**読解用抜粋**
━━━━━━━━━━
UCIシクロクロス世界選手権シリーズ第6戦&7戦:連戦連勝のファン・デル・ポエルは年末の連戦を勝利、所属チームは年明けにコレンドン・サーカスからアルペシン・フェニックスに名称変更
昨シーズン、シクロクロスの世界王者としてそのままロードシーズンに突入し、そしてクラシック勝利など大暴れをしたマシュー・ファン・デル・ポエル(コレンドン・サーカス)だが、ロードシーズンの終わりと共に休みなくシクロクロスに今年も参戦、ここでもその圧倒的な強さを発揮している。特にシクロクロスの最高峰UCI世界選手権シリーズでは出場したレースではすべて勝利してきており、今自転車レース界の至宝となりつつある。昨年度年末クリスマス前後に行われた第6戦、そして第7戦でも勝利し、その勢いは一向に衰えを見せない。
そして年が変わりチームはスポンサーの変更と共に名称をコレンドン・サーカスからアルペシン・フェニックスへと変えた。強豪チームからのオファーをけってまで残ったチームは、新たにスポンサーを加え最強の男の為のチーム作りをさらに加速させていく。
泥まみれのバトルとなった第6戦ナミュール、雨と泥で多くの選手がてこずる中、悪路など全く意に介さず激走を続けた。2度のパンクに見舞われるも地力でライバルたちをねじ伏せて見せた。「寒かったよ!今日はもう集中するだけで精いっぱいだったよ。なのに途中で2度もパンクしたまま走り続けなければならなかったから、さらにぐったりだよ。こういう条件下では、ミスが少ない人間が勝つんだよ。去年の世界選手権(悪天候下で敗北したため)?もうそれは持ち出さないでくれよ(笑)。そりゃ思い出したよ、はこれだけハードに運動しているのに、体が心底冷えてしょうがなかったからね。」震えながらファン・デル・ポエルはコメントした。
そしてこのような荒れたレースでは、思わぬ伏兵が現れる。イギリスシクロクロスチャンピオンのトーマス・ピドコック(トリニティ・レーシング)が終盤まで表彰台県内を走り続けるも、最後は落車でシートポストが折れるハプニングに見舞われ4位に終わった。しかし間違いなくこの日のレースで一番沿道を沸かせた。
ここまでの世界選手権シリーズリーダーでもあり、今シーズンエリート初参戦中のイーライ・イザルビット(パウエルス・サウザン・ビンゴール)は寒さに負けまさかのリタイア、これでこのレースでファンデル・ポエルに真っ向勝負を挑み2位に入ったトゥーン・アールツがシリーズリーダーとなった。しかしこのレースで落車したアールツはろっ骨を2骨折、さらにもう2本を亀裂骨折という状況だ。
━━━━━━━━━━
**小課題**
上のシクロクロスの記事に名前が出てくる選手を、すべて挙げてください。
━━━━━━━━━━
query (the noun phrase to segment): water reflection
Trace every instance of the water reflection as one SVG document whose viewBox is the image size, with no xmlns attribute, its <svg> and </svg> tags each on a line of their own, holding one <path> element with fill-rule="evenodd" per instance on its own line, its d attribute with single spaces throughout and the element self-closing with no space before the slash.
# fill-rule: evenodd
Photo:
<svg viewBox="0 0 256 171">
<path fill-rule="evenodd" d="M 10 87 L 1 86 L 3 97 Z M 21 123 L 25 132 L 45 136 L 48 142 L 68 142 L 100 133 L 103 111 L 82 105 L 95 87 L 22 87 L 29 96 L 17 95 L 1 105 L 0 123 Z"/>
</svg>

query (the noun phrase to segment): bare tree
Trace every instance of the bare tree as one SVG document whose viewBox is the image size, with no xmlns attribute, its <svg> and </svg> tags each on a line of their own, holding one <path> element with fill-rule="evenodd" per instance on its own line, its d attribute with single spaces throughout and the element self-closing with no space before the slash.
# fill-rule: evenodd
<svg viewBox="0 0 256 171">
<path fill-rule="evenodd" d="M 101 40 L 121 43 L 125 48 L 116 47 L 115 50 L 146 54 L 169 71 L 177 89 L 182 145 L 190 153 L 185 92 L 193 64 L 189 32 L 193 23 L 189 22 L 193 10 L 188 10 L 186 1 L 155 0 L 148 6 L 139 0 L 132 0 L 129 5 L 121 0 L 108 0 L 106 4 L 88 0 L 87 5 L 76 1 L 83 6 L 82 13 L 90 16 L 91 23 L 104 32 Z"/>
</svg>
━━━━━━━━━━
**解答例**
・マシュー・ファン・デル・ポエル
・トーマス・ピドコック
・イーライ・イザルビット
・トゥーン・アールツ